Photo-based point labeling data
##############################

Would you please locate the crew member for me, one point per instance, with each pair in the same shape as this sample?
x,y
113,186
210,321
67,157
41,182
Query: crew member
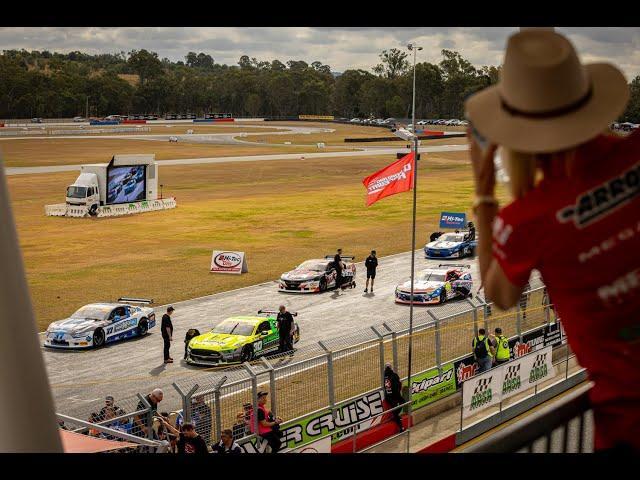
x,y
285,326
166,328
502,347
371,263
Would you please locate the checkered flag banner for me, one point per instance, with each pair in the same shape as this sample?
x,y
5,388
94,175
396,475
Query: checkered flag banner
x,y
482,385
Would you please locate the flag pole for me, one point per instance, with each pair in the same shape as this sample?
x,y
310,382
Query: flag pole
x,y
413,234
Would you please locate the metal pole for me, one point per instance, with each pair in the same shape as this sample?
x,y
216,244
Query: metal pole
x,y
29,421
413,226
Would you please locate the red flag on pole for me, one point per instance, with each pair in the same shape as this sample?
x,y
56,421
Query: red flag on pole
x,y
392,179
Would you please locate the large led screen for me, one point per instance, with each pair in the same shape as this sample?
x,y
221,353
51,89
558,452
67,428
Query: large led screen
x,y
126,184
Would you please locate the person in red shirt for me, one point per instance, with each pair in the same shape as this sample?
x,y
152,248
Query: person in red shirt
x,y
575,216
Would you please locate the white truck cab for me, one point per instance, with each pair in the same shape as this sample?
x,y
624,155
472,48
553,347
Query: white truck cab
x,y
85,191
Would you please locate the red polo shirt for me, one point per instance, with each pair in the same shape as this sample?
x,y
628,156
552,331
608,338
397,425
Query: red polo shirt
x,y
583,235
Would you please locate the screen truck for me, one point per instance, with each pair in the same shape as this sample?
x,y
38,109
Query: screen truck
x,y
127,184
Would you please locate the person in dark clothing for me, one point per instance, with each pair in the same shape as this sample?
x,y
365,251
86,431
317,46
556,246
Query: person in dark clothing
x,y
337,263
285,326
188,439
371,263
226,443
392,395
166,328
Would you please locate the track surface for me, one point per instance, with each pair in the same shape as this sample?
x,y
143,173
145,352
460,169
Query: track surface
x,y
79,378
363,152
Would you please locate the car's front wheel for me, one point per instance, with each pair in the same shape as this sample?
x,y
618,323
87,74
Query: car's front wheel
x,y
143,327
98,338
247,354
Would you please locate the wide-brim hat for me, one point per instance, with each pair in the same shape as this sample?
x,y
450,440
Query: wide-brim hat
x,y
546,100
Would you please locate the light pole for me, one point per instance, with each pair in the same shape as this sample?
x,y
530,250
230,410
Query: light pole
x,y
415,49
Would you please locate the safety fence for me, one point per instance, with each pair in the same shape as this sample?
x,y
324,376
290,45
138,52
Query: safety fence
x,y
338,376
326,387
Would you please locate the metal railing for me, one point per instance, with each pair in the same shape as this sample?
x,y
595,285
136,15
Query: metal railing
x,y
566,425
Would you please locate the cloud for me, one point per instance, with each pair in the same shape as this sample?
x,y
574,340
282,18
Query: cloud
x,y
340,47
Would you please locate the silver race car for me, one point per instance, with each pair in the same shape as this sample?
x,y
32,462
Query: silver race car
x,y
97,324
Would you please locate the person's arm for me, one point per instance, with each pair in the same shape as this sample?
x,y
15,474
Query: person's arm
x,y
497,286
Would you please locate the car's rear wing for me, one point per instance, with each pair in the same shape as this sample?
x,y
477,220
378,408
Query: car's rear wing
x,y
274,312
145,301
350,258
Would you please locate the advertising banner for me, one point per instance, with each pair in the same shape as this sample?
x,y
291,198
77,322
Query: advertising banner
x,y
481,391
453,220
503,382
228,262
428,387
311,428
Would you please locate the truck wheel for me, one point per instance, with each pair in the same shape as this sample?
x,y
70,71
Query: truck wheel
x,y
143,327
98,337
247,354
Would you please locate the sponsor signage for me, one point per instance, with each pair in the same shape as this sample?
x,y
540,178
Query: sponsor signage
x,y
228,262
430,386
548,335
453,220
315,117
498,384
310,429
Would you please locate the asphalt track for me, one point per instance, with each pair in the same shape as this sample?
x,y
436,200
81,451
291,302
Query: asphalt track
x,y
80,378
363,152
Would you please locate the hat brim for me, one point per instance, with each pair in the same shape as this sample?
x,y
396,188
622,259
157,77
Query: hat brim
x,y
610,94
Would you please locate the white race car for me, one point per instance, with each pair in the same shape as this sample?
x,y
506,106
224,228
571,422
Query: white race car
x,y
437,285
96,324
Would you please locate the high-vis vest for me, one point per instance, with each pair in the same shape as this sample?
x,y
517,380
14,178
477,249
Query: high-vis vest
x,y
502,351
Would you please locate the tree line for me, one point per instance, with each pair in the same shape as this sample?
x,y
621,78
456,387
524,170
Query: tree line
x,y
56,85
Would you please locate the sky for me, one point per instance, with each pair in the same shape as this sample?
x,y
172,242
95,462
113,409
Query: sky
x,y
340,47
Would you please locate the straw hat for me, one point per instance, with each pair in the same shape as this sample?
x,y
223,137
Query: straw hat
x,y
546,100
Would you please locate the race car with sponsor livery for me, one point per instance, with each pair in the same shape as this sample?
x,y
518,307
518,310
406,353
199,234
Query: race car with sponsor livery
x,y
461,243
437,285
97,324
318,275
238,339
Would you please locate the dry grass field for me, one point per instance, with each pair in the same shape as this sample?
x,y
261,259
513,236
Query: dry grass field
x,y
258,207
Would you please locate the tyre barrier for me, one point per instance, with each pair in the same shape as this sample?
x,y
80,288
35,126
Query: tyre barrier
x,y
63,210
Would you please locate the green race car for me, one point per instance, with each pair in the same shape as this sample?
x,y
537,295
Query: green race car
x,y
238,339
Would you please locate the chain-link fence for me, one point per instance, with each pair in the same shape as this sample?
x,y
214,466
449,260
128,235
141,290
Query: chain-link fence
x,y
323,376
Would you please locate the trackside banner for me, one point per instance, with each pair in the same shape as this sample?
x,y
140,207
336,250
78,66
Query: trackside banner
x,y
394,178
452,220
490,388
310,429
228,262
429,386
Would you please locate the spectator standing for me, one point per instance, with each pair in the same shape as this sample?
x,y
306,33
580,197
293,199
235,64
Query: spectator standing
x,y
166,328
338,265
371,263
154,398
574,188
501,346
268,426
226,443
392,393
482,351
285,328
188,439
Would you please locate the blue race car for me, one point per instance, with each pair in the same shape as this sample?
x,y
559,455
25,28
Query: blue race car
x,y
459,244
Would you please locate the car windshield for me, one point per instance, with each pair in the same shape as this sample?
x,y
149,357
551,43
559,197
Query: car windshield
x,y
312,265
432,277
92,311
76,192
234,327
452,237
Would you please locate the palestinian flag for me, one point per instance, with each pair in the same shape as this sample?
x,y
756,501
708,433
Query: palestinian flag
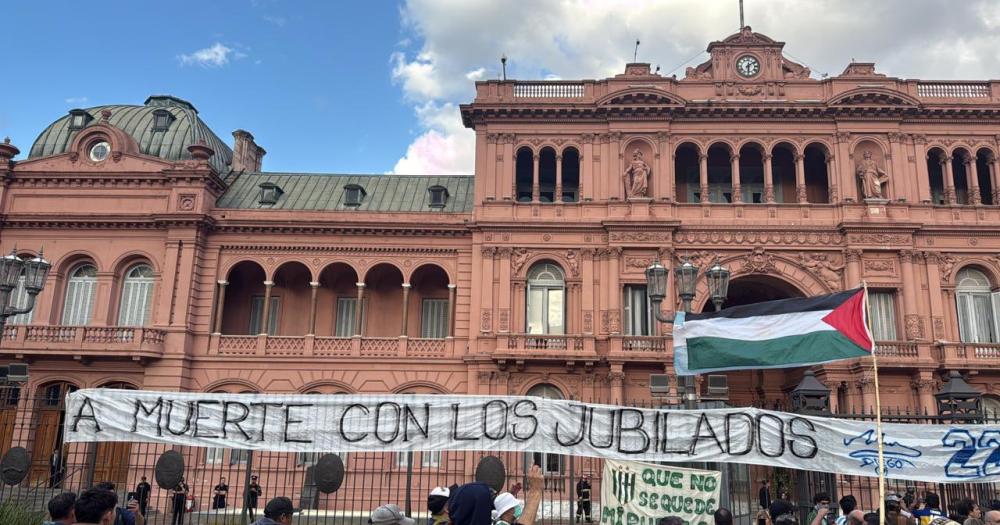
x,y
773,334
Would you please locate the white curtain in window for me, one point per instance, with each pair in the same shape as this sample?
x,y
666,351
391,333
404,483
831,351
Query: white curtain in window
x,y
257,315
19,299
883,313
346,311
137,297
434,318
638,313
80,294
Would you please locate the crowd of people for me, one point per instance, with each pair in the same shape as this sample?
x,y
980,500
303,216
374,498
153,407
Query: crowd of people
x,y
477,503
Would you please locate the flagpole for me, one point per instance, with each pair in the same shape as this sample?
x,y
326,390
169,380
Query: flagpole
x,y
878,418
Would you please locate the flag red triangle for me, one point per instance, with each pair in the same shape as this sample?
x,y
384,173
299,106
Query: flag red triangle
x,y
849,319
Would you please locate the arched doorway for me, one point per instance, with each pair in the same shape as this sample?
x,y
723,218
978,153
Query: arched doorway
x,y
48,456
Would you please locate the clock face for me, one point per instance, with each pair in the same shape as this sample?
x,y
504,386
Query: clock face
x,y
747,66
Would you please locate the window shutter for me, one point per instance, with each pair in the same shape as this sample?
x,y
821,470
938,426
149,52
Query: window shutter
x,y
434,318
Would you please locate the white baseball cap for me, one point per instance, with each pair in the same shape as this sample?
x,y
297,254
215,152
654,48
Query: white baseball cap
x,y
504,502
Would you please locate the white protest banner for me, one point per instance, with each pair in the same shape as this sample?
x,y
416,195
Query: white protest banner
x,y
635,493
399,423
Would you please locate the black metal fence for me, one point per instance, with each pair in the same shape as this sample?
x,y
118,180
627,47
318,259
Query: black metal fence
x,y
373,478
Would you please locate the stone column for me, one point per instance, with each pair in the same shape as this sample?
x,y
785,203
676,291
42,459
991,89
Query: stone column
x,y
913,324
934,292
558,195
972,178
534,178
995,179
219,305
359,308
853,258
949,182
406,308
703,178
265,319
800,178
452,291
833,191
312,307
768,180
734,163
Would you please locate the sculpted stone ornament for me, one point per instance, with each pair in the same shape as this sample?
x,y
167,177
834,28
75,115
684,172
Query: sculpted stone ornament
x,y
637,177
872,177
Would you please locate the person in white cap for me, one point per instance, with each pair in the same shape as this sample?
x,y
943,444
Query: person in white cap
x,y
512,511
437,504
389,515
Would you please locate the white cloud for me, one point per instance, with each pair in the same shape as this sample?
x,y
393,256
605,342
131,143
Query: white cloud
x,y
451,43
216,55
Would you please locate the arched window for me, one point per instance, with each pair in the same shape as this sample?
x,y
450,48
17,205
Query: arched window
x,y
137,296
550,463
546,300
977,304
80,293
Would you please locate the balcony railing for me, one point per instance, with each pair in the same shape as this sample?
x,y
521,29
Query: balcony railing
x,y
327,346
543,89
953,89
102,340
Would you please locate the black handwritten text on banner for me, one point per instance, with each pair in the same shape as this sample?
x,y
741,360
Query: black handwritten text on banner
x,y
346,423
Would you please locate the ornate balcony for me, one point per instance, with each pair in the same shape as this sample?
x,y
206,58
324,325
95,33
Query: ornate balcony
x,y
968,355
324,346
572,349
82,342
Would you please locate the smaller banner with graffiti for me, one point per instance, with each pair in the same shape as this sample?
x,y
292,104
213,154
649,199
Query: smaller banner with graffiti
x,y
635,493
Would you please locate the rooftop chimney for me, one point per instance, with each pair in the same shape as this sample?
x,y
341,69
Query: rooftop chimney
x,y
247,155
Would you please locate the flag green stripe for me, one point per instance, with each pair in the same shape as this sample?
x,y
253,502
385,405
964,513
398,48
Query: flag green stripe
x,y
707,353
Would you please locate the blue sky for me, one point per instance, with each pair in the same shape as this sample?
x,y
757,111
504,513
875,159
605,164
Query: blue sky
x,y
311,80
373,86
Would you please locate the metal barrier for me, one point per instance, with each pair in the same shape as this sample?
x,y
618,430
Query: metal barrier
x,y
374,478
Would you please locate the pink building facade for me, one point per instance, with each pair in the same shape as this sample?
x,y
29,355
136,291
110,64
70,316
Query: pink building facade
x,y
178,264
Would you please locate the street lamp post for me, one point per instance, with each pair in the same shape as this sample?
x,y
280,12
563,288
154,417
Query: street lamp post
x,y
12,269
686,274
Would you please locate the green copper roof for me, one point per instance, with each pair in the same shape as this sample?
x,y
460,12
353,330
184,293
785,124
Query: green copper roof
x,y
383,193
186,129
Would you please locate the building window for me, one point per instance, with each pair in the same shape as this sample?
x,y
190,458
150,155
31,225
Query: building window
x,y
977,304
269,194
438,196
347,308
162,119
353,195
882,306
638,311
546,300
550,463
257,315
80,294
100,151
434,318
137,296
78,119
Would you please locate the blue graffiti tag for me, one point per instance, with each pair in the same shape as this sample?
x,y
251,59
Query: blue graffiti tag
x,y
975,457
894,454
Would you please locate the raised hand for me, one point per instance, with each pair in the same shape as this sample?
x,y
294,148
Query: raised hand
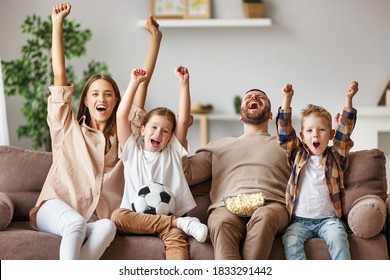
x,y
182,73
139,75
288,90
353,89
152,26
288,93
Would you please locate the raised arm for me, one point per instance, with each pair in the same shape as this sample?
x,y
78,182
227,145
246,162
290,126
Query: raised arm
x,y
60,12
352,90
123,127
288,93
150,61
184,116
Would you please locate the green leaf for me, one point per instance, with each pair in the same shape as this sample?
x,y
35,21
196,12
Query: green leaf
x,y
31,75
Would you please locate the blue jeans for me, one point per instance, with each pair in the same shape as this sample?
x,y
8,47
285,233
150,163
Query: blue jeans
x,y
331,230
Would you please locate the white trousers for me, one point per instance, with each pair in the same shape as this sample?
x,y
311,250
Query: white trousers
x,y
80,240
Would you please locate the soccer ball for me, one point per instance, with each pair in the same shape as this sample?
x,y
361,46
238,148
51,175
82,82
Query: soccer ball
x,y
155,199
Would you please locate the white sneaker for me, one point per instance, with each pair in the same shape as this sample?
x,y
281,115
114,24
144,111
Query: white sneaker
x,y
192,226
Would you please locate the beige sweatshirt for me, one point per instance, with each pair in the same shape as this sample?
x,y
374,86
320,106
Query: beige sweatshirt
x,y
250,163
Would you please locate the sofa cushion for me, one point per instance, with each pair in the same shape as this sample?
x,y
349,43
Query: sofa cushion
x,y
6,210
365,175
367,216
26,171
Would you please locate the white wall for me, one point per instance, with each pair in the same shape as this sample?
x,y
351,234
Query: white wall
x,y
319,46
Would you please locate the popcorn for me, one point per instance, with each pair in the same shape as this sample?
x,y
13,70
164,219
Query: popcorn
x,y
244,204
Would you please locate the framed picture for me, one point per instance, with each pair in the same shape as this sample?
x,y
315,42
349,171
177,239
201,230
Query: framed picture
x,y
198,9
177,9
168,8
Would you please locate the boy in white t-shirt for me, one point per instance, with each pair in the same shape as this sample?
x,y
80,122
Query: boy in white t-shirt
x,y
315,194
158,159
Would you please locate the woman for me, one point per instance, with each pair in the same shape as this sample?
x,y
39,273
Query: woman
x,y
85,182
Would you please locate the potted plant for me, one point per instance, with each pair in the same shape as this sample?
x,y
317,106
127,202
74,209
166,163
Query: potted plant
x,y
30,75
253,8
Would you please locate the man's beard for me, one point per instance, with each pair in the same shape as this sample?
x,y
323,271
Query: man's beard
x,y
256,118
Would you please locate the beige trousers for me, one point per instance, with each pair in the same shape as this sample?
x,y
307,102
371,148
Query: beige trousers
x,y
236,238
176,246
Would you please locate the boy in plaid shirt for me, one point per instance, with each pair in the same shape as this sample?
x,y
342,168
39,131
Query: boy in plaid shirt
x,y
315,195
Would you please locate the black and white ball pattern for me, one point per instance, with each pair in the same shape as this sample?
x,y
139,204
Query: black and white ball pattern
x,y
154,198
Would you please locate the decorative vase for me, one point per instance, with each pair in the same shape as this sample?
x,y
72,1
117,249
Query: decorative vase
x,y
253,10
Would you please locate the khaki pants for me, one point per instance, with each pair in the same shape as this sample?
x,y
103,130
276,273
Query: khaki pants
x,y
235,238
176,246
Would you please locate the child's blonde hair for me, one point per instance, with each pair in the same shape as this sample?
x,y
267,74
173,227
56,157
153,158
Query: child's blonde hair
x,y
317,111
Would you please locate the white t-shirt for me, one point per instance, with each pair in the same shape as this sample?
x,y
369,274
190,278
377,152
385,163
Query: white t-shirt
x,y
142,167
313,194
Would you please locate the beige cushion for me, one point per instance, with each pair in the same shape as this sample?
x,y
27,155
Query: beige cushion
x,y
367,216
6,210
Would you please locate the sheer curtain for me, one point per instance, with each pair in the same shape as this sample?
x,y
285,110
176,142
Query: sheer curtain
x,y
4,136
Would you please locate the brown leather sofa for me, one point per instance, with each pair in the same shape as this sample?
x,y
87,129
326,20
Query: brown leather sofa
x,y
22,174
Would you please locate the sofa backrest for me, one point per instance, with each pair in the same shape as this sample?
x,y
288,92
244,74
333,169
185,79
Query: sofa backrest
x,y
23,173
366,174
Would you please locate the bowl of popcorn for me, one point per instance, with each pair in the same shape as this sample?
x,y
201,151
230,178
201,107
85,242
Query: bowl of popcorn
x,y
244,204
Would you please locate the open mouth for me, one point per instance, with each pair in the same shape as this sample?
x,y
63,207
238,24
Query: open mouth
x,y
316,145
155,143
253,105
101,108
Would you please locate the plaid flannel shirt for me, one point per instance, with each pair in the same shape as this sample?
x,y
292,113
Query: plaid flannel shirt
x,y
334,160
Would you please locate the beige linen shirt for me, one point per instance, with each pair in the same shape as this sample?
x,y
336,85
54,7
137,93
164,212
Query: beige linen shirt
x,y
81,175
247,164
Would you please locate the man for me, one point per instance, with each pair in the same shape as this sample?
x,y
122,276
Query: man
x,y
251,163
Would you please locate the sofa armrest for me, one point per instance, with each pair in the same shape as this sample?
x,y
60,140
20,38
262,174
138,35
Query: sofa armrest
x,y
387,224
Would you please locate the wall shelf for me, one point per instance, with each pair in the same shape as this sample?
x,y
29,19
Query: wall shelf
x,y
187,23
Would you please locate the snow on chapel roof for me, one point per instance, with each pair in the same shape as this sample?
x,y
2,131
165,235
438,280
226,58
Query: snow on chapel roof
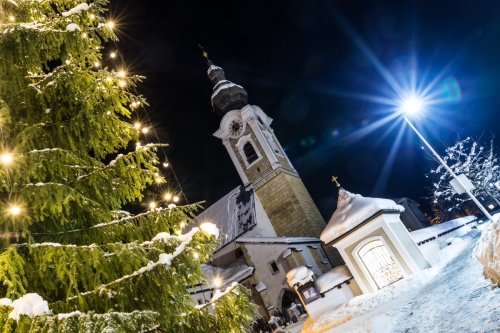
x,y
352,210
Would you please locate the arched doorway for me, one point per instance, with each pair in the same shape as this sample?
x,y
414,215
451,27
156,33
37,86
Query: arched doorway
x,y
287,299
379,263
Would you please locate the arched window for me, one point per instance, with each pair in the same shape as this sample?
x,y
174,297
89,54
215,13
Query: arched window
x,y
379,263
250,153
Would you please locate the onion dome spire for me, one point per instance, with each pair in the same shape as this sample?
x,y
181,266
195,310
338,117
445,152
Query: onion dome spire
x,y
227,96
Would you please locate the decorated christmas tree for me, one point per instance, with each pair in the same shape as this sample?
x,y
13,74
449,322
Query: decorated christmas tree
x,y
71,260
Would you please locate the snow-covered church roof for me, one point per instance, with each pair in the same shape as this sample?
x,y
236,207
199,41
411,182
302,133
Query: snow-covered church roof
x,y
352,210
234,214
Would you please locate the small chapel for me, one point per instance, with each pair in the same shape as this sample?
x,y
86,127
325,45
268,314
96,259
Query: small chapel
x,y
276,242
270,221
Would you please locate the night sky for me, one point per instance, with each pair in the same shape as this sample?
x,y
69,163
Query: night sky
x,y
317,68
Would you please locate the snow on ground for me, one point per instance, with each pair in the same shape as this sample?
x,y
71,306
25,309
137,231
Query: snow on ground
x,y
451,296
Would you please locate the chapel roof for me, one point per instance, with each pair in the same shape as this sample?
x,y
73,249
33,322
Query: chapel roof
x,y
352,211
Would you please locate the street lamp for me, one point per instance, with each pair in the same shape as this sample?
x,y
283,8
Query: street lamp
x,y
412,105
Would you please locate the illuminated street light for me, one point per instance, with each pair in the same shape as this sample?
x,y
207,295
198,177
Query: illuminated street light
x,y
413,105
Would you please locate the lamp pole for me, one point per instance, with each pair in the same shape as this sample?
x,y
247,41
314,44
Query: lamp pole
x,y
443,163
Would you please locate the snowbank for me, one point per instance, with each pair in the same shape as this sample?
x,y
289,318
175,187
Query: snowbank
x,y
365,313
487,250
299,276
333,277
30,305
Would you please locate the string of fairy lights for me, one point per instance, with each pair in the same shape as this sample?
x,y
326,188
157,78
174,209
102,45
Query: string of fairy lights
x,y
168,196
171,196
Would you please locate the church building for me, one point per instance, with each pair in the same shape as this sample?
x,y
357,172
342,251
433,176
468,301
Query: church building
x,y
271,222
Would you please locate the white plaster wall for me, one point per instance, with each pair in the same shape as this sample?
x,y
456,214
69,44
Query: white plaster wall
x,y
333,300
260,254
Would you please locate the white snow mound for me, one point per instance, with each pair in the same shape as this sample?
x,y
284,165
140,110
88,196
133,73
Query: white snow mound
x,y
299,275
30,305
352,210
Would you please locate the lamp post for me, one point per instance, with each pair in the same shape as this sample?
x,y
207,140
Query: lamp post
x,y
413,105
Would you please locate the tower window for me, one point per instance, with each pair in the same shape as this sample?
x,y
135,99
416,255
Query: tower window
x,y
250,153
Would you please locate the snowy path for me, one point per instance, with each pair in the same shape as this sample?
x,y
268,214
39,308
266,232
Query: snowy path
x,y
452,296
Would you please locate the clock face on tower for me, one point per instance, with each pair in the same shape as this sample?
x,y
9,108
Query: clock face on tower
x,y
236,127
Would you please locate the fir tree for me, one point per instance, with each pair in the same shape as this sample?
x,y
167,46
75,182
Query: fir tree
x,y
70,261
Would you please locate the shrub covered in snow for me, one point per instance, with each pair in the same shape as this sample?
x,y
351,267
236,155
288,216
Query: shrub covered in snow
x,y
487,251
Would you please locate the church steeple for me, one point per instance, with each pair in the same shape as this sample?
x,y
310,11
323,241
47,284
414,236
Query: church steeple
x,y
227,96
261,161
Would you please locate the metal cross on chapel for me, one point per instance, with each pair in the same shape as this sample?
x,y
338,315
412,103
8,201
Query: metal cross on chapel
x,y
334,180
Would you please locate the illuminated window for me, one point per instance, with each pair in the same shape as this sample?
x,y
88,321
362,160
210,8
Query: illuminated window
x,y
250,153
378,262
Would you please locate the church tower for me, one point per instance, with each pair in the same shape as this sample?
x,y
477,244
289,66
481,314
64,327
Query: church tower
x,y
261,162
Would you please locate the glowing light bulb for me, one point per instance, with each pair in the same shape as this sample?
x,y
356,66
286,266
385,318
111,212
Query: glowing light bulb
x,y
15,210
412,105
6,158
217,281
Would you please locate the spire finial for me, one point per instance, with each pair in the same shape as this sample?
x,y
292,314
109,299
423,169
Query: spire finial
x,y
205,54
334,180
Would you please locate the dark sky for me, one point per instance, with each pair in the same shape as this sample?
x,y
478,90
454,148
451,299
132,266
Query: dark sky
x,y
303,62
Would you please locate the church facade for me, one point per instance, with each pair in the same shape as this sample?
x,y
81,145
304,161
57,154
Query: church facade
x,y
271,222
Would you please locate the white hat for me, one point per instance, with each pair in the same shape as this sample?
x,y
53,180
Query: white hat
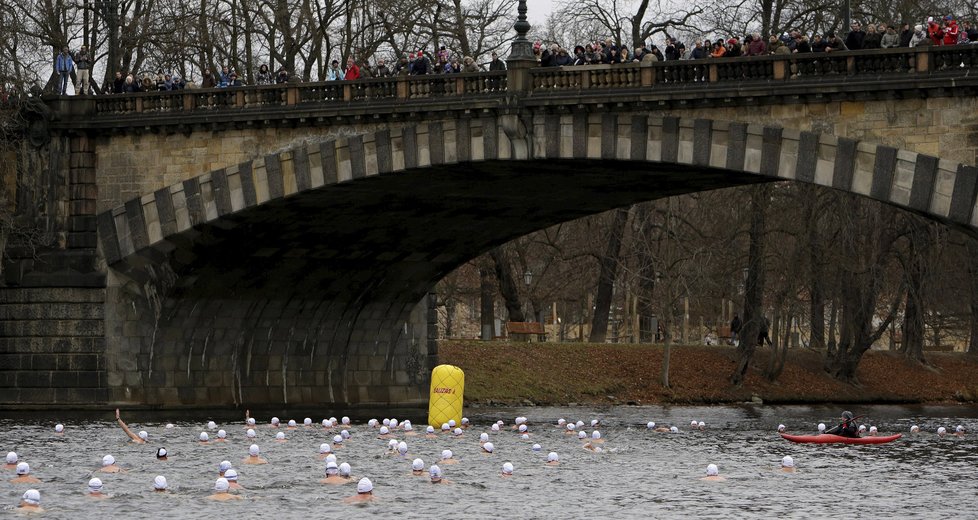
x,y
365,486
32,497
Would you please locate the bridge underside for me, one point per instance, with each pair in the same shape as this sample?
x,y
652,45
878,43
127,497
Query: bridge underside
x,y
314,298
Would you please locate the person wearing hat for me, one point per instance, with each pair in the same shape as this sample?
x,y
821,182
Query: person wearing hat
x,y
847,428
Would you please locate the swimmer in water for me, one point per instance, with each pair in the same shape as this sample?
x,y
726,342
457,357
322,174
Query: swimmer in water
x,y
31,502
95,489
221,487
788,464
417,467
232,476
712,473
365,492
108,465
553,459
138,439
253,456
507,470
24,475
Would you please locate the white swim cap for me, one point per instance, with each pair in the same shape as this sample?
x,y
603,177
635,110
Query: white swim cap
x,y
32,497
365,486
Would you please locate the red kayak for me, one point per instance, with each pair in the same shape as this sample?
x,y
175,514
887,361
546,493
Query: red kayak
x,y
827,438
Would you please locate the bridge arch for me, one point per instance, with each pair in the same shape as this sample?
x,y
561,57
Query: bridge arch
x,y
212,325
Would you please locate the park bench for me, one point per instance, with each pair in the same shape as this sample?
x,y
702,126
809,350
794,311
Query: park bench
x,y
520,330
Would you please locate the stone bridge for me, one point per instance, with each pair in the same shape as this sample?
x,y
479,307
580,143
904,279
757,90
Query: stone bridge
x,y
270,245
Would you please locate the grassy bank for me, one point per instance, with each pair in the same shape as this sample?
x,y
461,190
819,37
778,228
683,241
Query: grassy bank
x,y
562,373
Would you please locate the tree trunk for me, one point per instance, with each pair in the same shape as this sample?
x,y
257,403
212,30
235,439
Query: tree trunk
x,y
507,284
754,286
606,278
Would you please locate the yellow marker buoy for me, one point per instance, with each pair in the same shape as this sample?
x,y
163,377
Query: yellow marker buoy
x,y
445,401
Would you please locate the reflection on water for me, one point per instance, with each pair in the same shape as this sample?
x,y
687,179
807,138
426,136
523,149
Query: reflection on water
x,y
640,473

##############################

# Directions for this task:
Beginning at the line where "Would you please locate the grassy" appears, extract each line through the end of the data above; keep them exact and include nothing else.

# Exercise answer:
Would you please locate the grassy bank for me, one point per instance, with each pair in the same shape as this sample?
x,y
461,190
819,37
778,228
683,241
Query: grassy bank
x,y
562,373
Would you please locate the tree trunk for me, one point per instance, with each pair in the same shape as this sample?
x,y
257,403
212,30
235,439
Query: tree trunk
x,y
507,284
754,286
606,278
Would you please locate the yellow marker buoy for me, one point per instance, with each pair in the same shape as this sample?
x,y
163,377
Query: yellow marker buoy
x,y
445,401
Would you please locate the reflection on water for me, one point per instance, with each pair in the same shape as this sample?
x,y
687,179
807,138
426,136
523,149
Query: reflection on water
x,y
640,473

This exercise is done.